What you need to do ::
Below are some records. Say how many of their lines include the string "front", giving only the number.

Source data ::
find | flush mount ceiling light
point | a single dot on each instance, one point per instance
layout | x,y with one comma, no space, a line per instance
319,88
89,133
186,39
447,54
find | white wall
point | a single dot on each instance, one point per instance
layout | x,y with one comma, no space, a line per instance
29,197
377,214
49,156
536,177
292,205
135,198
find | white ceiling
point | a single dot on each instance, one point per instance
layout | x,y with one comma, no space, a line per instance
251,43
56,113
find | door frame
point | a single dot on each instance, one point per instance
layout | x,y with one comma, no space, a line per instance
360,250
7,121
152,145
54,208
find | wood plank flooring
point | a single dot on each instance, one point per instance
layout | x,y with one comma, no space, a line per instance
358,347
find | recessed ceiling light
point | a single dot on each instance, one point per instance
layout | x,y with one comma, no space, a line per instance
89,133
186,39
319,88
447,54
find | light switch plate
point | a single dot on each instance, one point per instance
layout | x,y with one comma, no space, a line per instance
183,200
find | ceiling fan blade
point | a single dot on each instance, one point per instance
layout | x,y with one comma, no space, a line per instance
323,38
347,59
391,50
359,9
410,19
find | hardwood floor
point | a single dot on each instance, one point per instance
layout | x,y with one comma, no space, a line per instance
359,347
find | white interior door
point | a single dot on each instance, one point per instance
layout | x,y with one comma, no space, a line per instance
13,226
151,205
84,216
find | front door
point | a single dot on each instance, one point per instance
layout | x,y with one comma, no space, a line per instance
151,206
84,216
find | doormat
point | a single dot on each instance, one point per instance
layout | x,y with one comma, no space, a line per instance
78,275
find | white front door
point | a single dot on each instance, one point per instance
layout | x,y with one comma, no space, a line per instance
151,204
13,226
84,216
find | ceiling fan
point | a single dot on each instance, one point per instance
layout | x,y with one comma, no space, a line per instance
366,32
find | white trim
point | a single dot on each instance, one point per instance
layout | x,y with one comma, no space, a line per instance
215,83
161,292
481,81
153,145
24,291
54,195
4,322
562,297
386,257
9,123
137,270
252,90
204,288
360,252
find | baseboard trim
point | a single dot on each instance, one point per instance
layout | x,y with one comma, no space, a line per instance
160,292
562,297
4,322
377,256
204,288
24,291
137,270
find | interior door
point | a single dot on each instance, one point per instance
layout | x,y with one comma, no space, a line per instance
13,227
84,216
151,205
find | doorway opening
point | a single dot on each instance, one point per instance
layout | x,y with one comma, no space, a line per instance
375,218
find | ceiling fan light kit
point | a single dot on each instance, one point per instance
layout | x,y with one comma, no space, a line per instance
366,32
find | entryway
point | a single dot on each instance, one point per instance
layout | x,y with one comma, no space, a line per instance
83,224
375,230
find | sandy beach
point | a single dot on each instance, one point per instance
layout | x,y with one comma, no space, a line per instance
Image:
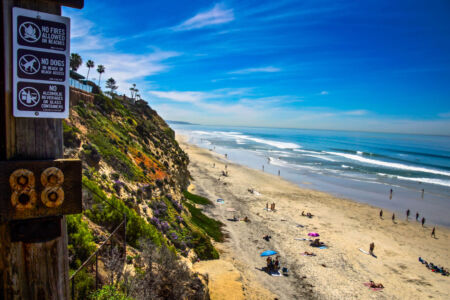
338,272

Answer space ::
2